Given records:

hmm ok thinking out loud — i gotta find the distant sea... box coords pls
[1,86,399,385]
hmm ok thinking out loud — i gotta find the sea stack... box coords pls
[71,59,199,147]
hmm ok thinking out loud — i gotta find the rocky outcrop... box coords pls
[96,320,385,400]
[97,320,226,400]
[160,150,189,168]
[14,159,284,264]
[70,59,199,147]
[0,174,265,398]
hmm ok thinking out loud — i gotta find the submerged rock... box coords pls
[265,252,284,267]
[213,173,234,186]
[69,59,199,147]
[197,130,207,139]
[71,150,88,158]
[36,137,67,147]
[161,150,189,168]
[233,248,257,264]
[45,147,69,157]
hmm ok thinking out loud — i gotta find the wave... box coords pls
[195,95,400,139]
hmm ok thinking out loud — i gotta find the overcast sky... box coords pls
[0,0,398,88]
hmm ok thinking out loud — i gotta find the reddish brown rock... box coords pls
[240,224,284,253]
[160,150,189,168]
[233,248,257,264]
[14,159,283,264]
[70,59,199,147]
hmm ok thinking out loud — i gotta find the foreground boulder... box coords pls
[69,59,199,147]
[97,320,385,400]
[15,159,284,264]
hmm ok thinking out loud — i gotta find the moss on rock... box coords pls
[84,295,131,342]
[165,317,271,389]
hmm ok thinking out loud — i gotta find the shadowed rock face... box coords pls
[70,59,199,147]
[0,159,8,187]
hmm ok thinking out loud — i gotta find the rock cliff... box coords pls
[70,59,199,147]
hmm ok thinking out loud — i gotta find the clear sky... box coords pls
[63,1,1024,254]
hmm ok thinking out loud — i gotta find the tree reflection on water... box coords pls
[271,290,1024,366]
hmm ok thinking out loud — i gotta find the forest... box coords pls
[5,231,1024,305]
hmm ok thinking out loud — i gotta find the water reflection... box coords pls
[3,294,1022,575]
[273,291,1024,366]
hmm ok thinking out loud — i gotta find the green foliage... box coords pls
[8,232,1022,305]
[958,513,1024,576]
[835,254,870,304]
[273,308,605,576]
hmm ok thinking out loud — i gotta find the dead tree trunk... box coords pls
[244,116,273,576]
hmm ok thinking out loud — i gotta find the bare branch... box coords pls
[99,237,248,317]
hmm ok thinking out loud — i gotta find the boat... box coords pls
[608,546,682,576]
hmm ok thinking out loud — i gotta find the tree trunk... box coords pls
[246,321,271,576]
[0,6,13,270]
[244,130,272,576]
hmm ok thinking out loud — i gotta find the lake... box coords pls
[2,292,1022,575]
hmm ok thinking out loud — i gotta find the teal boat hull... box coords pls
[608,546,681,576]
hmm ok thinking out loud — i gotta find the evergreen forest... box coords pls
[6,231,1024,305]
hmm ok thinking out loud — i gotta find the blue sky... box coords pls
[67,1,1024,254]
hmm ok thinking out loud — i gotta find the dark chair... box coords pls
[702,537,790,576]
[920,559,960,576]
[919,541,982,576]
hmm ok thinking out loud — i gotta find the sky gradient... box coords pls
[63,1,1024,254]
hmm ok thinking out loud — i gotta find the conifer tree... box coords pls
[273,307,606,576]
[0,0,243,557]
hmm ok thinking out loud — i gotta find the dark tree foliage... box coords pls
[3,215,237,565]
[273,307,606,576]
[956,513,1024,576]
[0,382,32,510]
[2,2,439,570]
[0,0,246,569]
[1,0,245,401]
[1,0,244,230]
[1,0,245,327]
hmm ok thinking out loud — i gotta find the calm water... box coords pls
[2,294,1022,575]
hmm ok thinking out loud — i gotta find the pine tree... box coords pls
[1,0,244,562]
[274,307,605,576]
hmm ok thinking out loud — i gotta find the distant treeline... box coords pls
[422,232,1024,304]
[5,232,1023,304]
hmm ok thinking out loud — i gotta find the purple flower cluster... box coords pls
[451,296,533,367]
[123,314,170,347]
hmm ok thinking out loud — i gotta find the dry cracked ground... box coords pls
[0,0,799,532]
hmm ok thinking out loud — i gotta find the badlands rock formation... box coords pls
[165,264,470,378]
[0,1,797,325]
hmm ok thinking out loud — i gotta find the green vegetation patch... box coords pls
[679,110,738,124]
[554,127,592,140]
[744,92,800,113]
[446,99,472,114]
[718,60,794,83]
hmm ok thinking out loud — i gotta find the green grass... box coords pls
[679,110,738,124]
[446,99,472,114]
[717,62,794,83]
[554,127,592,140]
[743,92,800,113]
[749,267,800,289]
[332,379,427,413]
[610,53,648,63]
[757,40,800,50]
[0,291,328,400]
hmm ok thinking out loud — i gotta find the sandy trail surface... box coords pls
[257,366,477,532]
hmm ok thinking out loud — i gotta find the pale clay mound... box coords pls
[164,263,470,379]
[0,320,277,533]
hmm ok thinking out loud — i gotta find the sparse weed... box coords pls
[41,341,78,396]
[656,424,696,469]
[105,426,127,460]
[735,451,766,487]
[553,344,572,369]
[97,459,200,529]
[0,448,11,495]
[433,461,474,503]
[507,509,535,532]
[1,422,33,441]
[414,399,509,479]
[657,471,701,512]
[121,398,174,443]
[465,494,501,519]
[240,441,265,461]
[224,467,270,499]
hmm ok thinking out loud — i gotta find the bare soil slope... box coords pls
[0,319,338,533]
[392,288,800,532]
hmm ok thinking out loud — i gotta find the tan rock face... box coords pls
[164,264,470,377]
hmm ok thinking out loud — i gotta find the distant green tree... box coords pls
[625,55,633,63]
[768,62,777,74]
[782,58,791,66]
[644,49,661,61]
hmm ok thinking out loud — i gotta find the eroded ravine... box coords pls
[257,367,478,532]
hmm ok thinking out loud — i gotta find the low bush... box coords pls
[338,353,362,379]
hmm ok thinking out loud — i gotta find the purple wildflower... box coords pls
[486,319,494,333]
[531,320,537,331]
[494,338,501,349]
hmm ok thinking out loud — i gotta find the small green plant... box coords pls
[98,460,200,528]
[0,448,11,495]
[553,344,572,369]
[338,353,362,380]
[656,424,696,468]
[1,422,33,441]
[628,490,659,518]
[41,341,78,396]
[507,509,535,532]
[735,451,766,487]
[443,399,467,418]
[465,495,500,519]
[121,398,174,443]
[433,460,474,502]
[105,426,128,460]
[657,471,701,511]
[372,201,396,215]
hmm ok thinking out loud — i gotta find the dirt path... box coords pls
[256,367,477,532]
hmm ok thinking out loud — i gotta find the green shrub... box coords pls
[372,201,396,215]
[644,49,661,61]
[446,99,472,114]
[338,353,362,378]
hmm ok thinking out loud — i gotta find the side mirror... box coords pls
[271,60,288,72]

Task goal: Type out the entries exactly as they appear above.

Result below:
hmm ok thinking out loud — i gotta find the distant sea... box coords pls
[1,86,399,385]
hmm ok thinking out loud — i gotta find the sea stack... box coords pls
[71,59,199,147]
hmm ok thinking out loud — i gotta find the rocky outcrop... box coords pls
[96,320,385,400]
[97,320,226,400]
[160,150,189,168]
[14,159,284,264]
[70,59,199,147]
[0,174,265,398]
hmm ok thinking out loud — i gotta find the submerged rock... box coords pls
[265,252,284,267]
[213,173,234,186]
[69,59,199,147]
[197,130,207,139]
[71,150,88,158]
[36,137,67,147]
[161,150,189,168]
[233,248,257,264]
[45,147,69,157]
hmm ok thinking out loud — i gotta find the wave... box coords pls
[195,95,400,139]
hmm ok thinking out loud — i gotta find the overcast sky... box coords pls
[0,0,398,88]
hmm ok thinking out loud — i gotta find the reddish brown rock... box coords pls
[240,224,284,253]
[160,150,189,168]
[233,248,257,264]
[14,159,283,264]
[70,59,199,147]
hmm ok thinking out loud — i gotta find the foreground boulder... box coords pls
[69,59,199,147]
[97,320,385,400]
[15,159,284,264]
hmm ok thinking out loud — i gotta find the moss on rock... box coords pls
[84,295,131,342]
[165,317,271,389]
hmm ok thinking out loud — i gotta find the shadowed rock face... box coords pls
[70,59,199,147]
[0,159,8,187]
hmm ok thinking out loud — i gotta find the rock cliff... box coords pls
[70,59,199,147]
hmm ok thinking out loud — i gotta find the clear sky... box coords pls
[63,1,1024,254]
hmm ok thinking out loud — i gotta find the tree reflection on water... box coords pls
[271,290,1024,366]
hmm ok thinking out loud — i gotta find the forest... box coords pls
[5,231,1024,305]
hmm ok thinking out loud — i gotta find the water reflection... box coords pls
[3,294,1022,575]
[273,291,1024,366]
hmm ok thinking out loud — i gotta find the green foliage... box coords pls
[8,232,1022,305]
[958,513,1024,576]
[835,254,870,304]
[273,308,605,576]
hmm ok thinking out loud — i gotta find the dead tree trunk... box coords pls
[244,116,273,576]
hmm ok thinking out loud — i gotta find the bare branch... box coords pls
[99,237,248,317]
hmm ok thinking out loud — i gotta find the boat... box coords pls
[608,546,682,576]
hmm ok thinking out loud — i gotta find the tree trunk... box coords pls
[246,321,271,576]
[0,6,13,270]
[244,130,272,576]
hmm ok thinking out loud — i gotta find the lake... box coords pls
[2,292,1022,575]
hmm ok thinking out loud — i gotta find the teal boat hull... box coords pls
[608,546,681,576]
hmm ok thinking out loud — i gotta find the evergreen forest... box coords pls
[6,231,1024,305]
hmm ok thinking out loud — i gotta find the blue sky... box coords pls
[67,1,1024,254]
hmm ok thinking out loud — i gotta find the dark chair... box coords pls
[702,537,790,576]
[920,559,960,576]
[919,541,982,576]
hmm ok thinking out loud — i gotta find the sky gradient... box coords pls
[63,1,1024,254]
hmm ok thinking out loud — i gotta find the conifer tree... box coords pls
[273,307,606,576]
[0,0,243,557]
hmm ok thinking out loud — i gotta find the dark tree foliage... box coords pls
[3,215,237,565]
[273,307,606,576]
[956,513,1024,576]
[0,382,32,510]
[2,2,439,570]
[0,0,246,569]
[1,0,245,401]
[1,0,244,230]
[1,0,245,327]
hmm ok thinking out loud — i gotta find the calm water... box coords pls
[2,294,1022,575]
hmm ok thinking out loud — i gotta find the pine tree... box coords pls
[1,0,244,562]
[274,307,605,576]
hmm ok thinking out loud — i gotta find the distant treeline... box coords pls
[422,232,1024,304]
[5,232,1023,304]
hmm ok thinking out loud — i gotta find the purple flower cluster... box coords pls
[451,296,533,367]
[123,314,170,347]
hmm ok thinking out loud — i gotta find the dry cracked ground... box coords pls
[0,0,799,532]
hmm ok thinking out loud — i gotta find the badlands rock formation... box coords pls
[165,264,470,378]
[0,1,797,325]
hmm ok thinking out loud — i gotta find the green vegetation patch... box coords pls
[679,110,738,124]
[554,127,592,140]
[744,92,800,113]
[446,99,472,114]
[718,60,794,83]
hmm ok thinking out loud — i gotta find the green grass... box coords pls
[679,110,738,124]
[446,99,472,114]
[717,62,794,83]
[554,127,592,140]
[743,92,800,113]
[749,267,800,289]
[332,379,427,413]
[610,53,648,63]
[757,40,800,50]
[0,291,328,400]
hmm ok thinking out loud — i gotta find the sandy trail surface... box coords pls
[257,366,477,532]
hmm ok thinking out loud — i gotta find the pale clay mound... box coords pls
[164,263,470,379]
[0,320,277,533]
hmm ok thinking out loud — i gotta find the sparse weed... box coords pls
[41,341,78,396]
[656,424,696,469]
[105,426,127,460]
[735,451,766,487]
[553,344,572,369]
[97,459,200,529]
[0,448,11,495]
[433,461,474,503]
[507,509,535,532]
[1,422,33,441]
[414,399,509,479]
[657,471,701,512]
[121,398,174,443]
[465,494,501,519]
[240,441,265,461]
[224,467,270,499]
hmm ok thinking out loud — i gotta find the bare soil slope... box coords pls
[0,319,338,533]
[392,288,800,532]
hmm ok thinking out loud — i gotta find the tan rock face... box coords pls
[164,264,470,377]
hmm ok thinking out loud — i gotta find the distant green tree... box coords pls
[625,55,633,63]
[768,62,777,74]
[782,58,791,66]
[644,49,661,61]
hmm ok thinking out loud — i gotta find the eroded ravine... box coords pls
[257,367,478,532]
hmm ok thinking out loud — i gotta find the low bush... box coords pls
[338,353,362,379]
hmm ok thinking out loud — i gotta find the purple wildflower... box coords pls
[486,319,494,333]
[531,320,537,331]
[494,338,501,349]
hmm ok thinking out loud — i gotta find the small green plant... box coords pls
[98,460,200,528]
[0,448,11,495]
[553,344,572,369]
[338,353,362,380]
[656,424,696,468]
[1,422,33,441]
[628,490,659,518]
[41,341,78,396]
[507,509,535,532]
[735,451,766,487]
[443,399,467,418]
[465,495,500,519]
[121,398,174,443]
[433,460,474,502]
[105,426,128,460]
[657,471,701,511]
[372,201,396,215]
hmm ok thinking out loud — i gotta find the dirt path... box coords pls
[256,367,477,532]
hmm ok thinking out loud — i gotta find the green shrub... box coords pls
[372,201,396,215]
[644,49,661,61]
[446,99,472,114]
[338,353,362,378]
hmm ok thinking out loud — i gotta find the side mirror... box coords pls
[271,60,288,72]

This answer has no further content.